Requirement - Find every line in the records below that contains the word "instance", and copy each of those lines in full.

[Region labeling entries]
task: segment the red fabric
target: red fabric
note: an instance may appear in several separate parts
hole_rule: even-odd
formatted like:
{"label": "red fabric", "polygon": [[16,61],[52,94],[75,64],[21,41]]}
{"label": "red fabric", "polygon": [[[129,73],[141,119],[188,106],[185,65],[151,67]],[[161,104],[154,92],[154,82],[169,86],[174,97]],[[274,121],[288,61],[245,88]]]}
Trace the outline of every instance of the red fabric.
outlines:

==

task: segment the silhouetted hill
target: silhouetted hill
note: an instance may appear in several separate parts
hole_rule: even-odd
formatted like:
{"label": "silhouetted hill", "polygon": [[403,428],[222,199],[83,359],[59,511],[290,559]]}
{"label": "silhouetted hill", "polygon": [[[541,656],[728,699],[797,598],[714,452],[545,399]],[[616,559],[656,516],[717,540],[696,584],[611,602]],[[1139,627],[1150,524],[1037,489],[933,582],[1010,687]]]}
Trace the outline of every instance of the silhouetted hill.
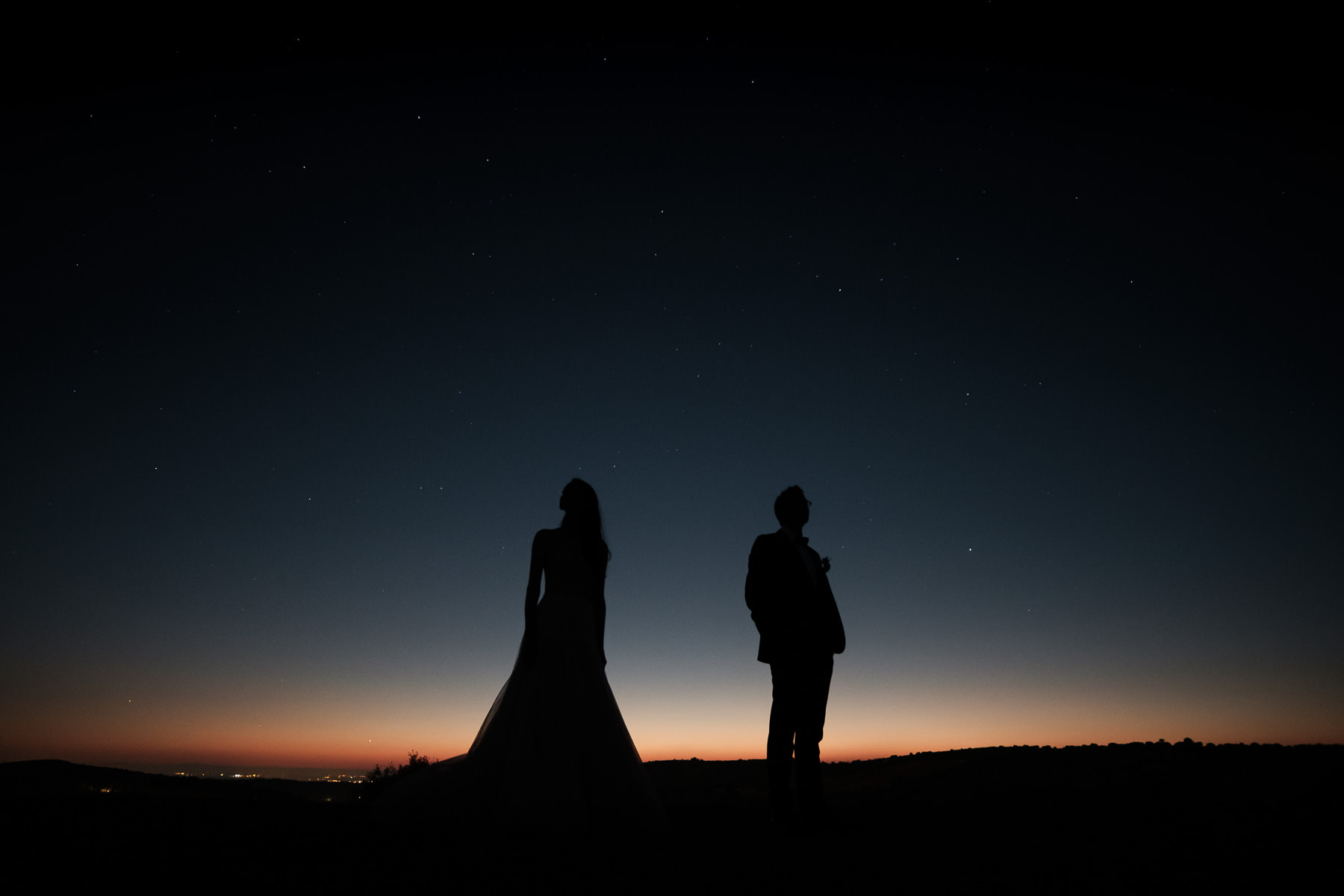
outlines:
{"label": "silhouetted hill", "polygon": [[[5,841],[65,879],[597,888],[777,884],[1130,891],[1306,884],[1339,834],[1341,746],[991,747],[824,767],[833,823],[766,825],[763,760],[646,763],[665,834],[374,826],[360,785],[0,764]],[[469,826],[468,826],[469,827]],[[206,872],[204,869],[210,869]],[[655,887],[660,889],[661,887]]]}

Final result -
note: an instance may appear in several separate parts
Trace the outline of every instance of the red fabric.
note: an instance may appear in several separate parts
Trace the outline of every instance of the silhouetted hill.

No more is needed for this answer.